::: Dataset records :::

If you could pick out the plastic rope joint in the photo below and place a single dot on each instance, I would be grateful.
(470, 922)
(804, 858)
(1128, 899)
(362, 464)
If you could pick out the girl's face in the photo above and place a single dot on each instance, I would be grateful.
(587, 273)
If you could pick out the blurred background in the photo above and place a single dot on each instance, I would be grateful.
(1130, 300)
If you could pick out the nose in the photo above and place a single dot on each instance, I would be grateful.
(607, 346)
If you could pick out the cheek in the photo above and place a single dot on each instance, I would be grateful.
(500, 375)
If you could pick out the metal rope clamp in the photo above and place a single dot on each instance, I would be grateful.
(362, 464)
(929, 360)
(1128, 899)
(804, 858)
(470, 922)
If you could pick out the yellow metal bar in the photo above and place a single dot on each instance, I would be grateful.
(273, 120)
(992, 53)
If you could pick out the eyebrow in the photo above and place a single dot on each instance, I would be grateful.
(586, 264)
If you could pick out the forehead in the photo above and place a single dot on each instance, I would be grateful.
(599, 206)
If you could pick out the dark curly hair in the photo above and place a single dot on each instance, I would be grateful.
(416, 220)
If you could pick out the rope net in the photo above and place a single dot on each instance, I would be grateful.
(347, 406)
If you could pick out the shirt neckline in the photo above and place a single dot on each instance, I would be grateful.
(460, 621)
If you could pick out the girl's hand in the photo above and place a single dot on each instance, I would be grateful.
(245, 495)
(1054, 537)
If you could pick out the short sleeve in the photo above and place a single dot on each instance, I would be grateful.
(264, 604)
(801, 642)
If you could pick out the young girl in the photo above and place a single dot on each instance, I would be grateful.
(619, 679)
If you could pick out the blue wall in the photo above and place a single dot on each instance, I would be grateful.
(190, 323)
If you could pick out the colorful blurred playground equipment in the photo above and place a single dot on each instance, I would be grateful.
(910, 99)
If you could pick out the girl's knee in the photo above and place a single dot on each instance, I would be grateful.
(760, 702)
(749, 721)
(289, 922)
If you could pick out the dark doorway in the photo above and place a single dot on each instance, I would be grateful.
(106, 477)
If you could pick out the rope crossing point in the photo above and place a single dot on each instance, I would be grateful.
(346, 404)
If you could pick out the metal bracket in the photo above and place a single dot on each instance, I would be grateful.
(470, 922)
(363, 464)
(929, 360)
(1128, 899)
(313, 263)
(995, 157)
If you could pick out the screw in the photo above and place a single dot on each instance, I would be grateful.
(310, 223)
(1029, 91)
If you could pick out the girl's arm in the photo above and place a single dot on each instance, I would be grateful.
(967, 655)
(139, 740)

:::

Express all of the data above as a two-column CSV with the header text,coordinates. Give one row for each text and the coordinates that follow it, with every field in double quotes and line breaks inside a field replaced by spaces.

**Response for this exercise:**
text,coordinates
"If you could pick out the plastic rope joint in the photo below and place a single dot on each instance, I would be grateful.","(470, 922) (804, 858) (1128, 899) (362, 464)"
"If you could pick out the girl's face in the photo above and place a single dot on each instance, I would be grateful.","(587, 273)"
"If you could pick out the blurred background in the photo above and place a single dot on each instance, I would be grateful.","(1130, 300)"
"If you could pick out the nose in the photo above and place a single dot on each instance, I would be grateful.","(607, 346)"
"If you could pick out the cheek in the photo above and place a single dot on each instance, I would be grateful.","(500, 375)"
"If you could pick out the metal rope clamp in the photo above and place a single dot on each instance, I would be grateful.","(362, 464) (929, 360) (1128, 899) (804, 858) (470, 922)"
"If you could pick out the yellow metal bar in the photo above and place a single dot on each instance, I would be grateful.","(273, 120) (992, 53)"
"If you could pick out the eyebrow in the photo above and place a single dot on each instance, I would be grateful.","(586, 264)"
"If you could pick out the forehead in the photo above and place a single dot on each instance, I would be grateful.","(599, 206)"
"If you could pick out the dark curly hair in the photo above and place a single dot on each instance, I would be grateful.","(416, 220)"
"If you could pick out the rope net in the photo above and place a single dot on each instance, I would be grateful.","(347, 406)"
"If you could pick out the shirt neckline in the photo above and place a single dot on each instance, I would be grateful.","(460, 621)"
"If you could pick out the girl's hand in the photo above and place a single dot on each instance, I would be grateful.","(245, 495) (1054, 537)"
"If you could pick out the short sleeve in the photo above and place a single dot on each instance, I would be grateful.","(264, 604) (801, 642)"
"If you could pick out the young girl in the photo above and place a single dot on each instance, I would be grateful.","(619, 679)"
"If you could pick out the blue wall in the photo above and place a single dot on each instance, I would be grateful.","(190, 323)"
"If you could pick out the colorful blurred playground equipment in the photo above and place a single dot on each instance, I would be grateful.","(910, 99)"
"If you could pick out the girl's knee in the photo above and place a single dot on each instance, I would be grateful.","(760, 702) (749, 721) (289, 922)"
"If you could pick out the dark doorway in the photo above and place a single dot on each instance, I would be grateful.","(106, 477)"
"If you could pick out the rope crossing point in the photo above and place a single dot on each instance, I would be grateful.","(346, 404)"
"If you could pick out the metal bracket in the photo above and place a single dot on each instance, I would be grateful.","(470, 922) (363, 464) (929, 360) (1128, 899) (313, 263) (995, 157)"
"If you could pick out the screw in the photo above and place a single dot on each instance, I would be grateful.","(310, 223) (1029, 91)"
"If you could pick out the girl's arm in the photo above and place a single dot on each instance, I would be grateful.","(967, 655) (139, 740)"